WHAT THIS TASK INVOLVES =
Write out exactly the lines below that run from the line containing "of the orange" through the last line of the records.
--- DATA FOR THIS TASK ---
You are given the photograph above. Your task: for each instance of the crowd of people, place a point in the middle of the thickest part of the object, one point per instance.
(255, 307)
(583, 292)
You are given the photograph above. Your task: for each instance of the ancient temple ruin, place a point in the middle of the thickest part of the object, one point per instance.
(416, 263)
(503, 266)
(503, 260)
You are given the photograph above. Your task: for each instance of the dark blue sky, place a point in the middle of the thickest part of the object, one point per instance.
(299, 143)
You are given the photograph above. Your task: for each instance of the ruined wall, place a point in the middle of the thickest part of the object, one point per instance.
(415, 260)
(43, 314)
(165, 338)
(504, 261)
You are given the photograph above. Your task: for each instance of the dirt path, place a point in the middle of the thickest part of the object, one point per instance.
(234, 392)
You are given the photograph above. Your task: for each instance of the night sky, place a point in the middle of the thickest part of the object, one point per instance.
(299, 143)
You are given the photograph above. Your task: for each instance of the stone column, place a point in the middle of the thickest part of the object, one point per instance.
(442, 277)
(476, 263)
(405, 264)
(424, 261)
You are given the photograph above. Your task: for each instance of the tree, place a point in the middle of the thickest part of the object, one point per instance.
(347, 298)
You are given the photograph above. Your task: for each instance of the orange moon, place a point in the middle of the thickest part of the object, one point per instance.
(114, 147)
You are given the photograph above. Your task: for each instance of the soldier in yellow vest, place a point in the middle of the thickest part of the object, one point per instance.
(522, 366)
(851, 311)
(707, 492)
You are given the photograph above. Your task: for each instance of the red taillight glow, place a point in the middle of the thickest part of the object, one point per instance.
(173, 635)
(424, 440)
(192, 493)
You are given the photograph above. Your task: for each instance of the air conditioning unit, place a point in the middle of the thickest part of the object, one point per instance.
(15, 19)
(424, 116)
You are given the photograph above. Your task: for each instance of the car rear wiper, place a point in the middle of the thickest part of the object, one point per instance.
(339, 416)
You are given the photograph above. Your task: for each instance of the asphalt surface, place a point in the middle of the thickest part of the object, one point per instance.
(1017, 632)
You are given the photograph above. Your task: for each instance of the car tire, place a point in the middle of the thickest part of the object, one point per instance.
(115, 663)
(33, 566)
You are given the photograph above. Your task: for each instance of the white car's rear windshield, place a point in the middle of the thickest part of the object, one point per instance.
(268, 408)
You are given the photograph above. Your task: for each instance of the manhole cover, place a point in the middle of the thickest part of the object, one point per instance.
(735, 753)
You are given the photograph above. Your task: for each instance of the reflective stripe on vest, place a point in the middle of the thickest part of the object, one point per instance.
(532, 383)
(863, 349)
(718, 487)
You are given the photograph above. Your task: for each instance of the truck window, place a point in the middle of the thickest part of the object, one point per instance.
---
RESPONSE =
You are given the photograph above. Your task: for each instance of the orange moon, place a point in the middle of the thickest part of the object, one point per instance.
(114, 147)
You are given the photograph above. Your task: for each instance of the soldier in yellow vest, place a point in the middle of the thickest part of the object, one point per instance.
(522, 366)
(851, 311)
(707, 492)
You are given the photograph above. Your task: for each instance of the red taillight glow, place a point in the middle of the thickest part of the object, one point per instance.
(173, 635)
(424, 440)
(192, 493)
You are given the photograph above. Your task: for each instance of the air conditioning unit, place a point in the middle of the thickest part of the object, one point per instance.
(15, 19)
(424, 116)
You are given the photograph above. Your task: for each instance of the car rear wiper, place a point in the middle of the thickest part of the object, one point per instance.
(339, 416)
You are given the photograph above. Your task: for each instance of the asphalt surface, place a point in the middle of the thickest part of the object, one point per instance.
(1017, 632)
You are given the photograph above. Your task: for each instance of the car tire, place a point in the middle of the thickest part of the object, one point per instance.
(115, 663)
(33, 566)
You are given the photograph above. Your task: for each instance of the white car's rear windshield, place a point in the middle of the thickest part of the object, one point per instance.
(268, 408)
You are given the photograph above. Your task: for each instance of the manhole cover, place a point in the middle of the thickest part of the object, one point per instance.
(735, 753)
You are given the photograph above. Your task: for each instance of the reflective stripe on vest, place a point in the middle of the thickest part of the object, one point per instance.
(532, 383)
(863, 349)
(718, 487)
You are given the photograph above. Your task: for each instance of the truck window, place a point in the middle of the thickest part of the object, one point per instance.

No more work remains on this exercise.